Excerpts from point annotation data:
□ □ □ □ □ □ □
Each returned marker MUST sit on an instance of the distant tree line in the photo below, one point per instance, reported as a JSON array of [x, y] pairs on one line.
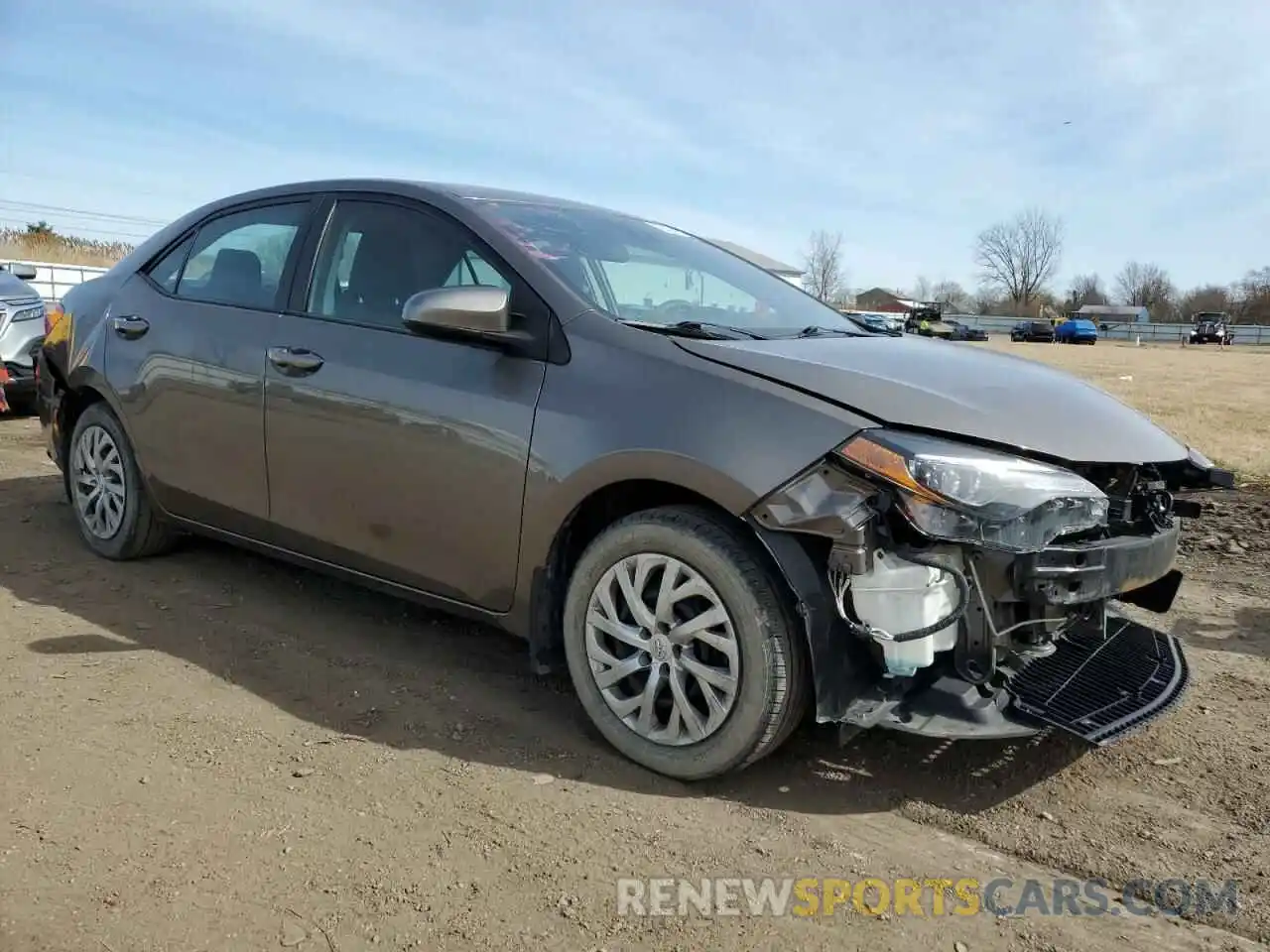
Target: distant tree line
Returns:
[[1017, 262]]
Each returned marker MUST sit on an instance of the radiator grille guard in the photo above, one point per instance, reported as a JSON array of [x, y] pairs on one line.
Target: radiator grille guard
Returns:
[[1102, 685]]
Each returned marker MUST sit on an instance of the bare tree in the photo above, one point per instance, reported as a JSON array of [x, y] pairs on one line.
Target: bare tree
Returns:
[[951, 295], [985, 301], [825, 277], [1147, 286], [1252, 298], [1016, 258], [1086, 290], [1209, 298]]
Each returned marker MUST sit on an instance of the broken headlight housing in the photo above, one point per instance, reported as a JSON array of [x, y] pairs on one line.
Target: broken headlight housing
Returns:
[[959, 493]]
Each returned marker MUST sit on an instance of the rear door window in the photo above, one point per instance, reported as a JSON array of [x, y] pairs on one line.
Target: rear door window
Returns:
[[239, 259]]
□ □ □ □ □ □ □
**Task brief:** Please substitute "Output" for "Returns" everywhere in the material above, change nothing else, and give the result without the pictures.

**Output below:**
Each returned marker MUST sit on an instance of the distant tree line in the photo below, one point per instance, reported as a JSON array of [x, y] pairs on one line.
Target: distant tree line
Output:
[[1017, 262]]
Each returned marker MUST sit on an instance of the radiator grille guard in the photo above, one point per instance, reported as a JSON array of [x, y] pairs on one line.
Target: radiator grille guard
Output:
[[1102, 685]]
Each returned marker MUST sit on an instance of the bare tree in the photo above, one point per instance, reported as a JSON array of [x, y] pairs on one line.
Target: bare tree
Output:
[[951, 295], [985, 301], [825, 277], [1147, 286], [1252, 298], [1016, 258], [1086, 290], [1209, 298]]
Each returned marker MUST sit on an instance of the broken headlight housing in the photo above, one point per instance, reported as a JSON array of [x, y] pairs on one line.
Target: broken headlight housing
Output:
[[959, 493]]
Each returned marker MUST sit on an instance of the rear door window in the photo above, one point per instance, reported as a JSON array of [x, y] pairs on one line.
Target: rear door window
Output:
[[239, 259]]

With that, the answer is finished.